Reproduce the passage in the mailing-list post on permutations with replacement below, from "Here is the" to "or 3,3,3 etc.".

── Document

[R] Fw: Permutations with replacement

From: Jesse Albert Canchola <jesse.canchola.b_at_bayer.com>
Date: Tue 22 Aug 2006 - 03:51:39 EST


My apologies, I forgot to CC: to the list on my previous communication with Daniel.

Jesse

Jesse Albert Canchola/EMVL/DIAG/US/BAYER 08/21/2006 09:36 AM

To
"Daniel Nordlund" <res90sx5@verizon.net> cc

Subject
RE: [R] Permutations with replacement

Thanks, Daniel. I need to enumerate all possibilities of 8^8 and take a random sample of 10,000 from there. Then I will use the sampled possibilities to do a combination of data frames/files then do some math on those files and develop the probability distribution from resulting sampling statistics (I couldn't get the available bootstrap packages to do what I want). BTW, the preferred solution (however inelegant) is reprinted below. I did have a memory problem with the hypercube for 8^8 so I did an 8^7 hypercube that worked and concatenated a 1-8 to the 8^7 matrix that resulted in 8 large matrices which I attempted rbind together to create the 8^8 but ran into more memory problems (on matrix number 7 of 8- it's a Windows problem - I used the --max-mem-size=2G - to no avail). The final solution was to take a random sample of 10,000/8=1250 from each of the files (doing four of the 8 files at a time, and for which I permuted the rows to make it more random), removed the heavy-laden files then rbind 'ed the smaller sampled files together to make the 10,000.

Here is the final final code:

# IDEA: We cannot simply do a permutation of the 8 classes/file id's
since this will not allow/simulate repeats of numbers
# as in a bootstrap (e.g., for 3 items - 1,2,3 - we would also want
the possibility 1,1,1 or 2,2,2 or 3,3,3 etc.
# The 8!=40,320 permutations with replacement would become an
8^8=16,777,216 so we would want to take a random
# sample of 10,000 from the posibilities
library(combinat)
# THIS WILL NOT WORK DUE TO THE LIMITATIONS OF WINDOWS MEMORY (PROBLEMATIC
AS IN THE FAQs) SO WE WILL
# USE A WORKAROUND
# WORKAROUND: 1) Construct the 8 to the 7 power hypercube. 2) For these
data, create eight additional data sets that include
# the last position to finish the construction of an 8^8
hypercube
#x <- rep(8,8) # for partitions of 8 units into classes {1,2,3,4,5,6,7,8}
#hcube8 <- hcube(x, scale=1, transl=0)

────
── Given entries

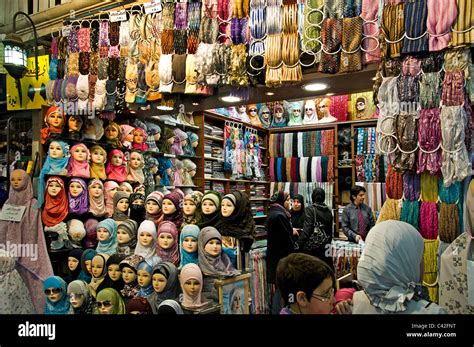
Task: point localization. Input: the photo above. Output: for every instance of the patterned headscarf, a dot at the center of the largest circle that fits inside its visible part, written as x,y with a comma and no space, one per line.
171,254
110,245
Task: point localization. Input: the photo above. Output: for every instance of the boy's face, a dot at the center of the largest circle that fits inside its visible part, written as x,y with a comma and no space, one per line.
321,301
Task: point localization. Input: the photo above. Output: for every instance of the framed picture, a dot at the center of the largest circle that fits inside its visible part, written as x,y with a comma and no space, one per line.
234,294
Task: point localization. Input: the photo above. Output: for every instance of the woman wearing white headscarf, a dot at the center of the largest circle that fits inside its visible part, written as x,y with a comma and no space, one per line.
390,272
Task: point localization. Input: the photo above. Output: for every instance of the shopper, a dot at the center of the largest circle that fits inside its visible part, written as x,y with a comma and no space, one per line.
279,242
357,217
307,286
390,272
320,213
297,212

────

Response to the task →
Here is the final final code:

# IDEA: We cannot simply do a permutation of the 8 classes/file id's
since this will not allow/simulate repeats of numbers
# as in a bootstrap (e.g., for 3 items - 1,2,3 - we would also want
the possibility 1,1,1 or 2,2,2 or 3,3,3 etc.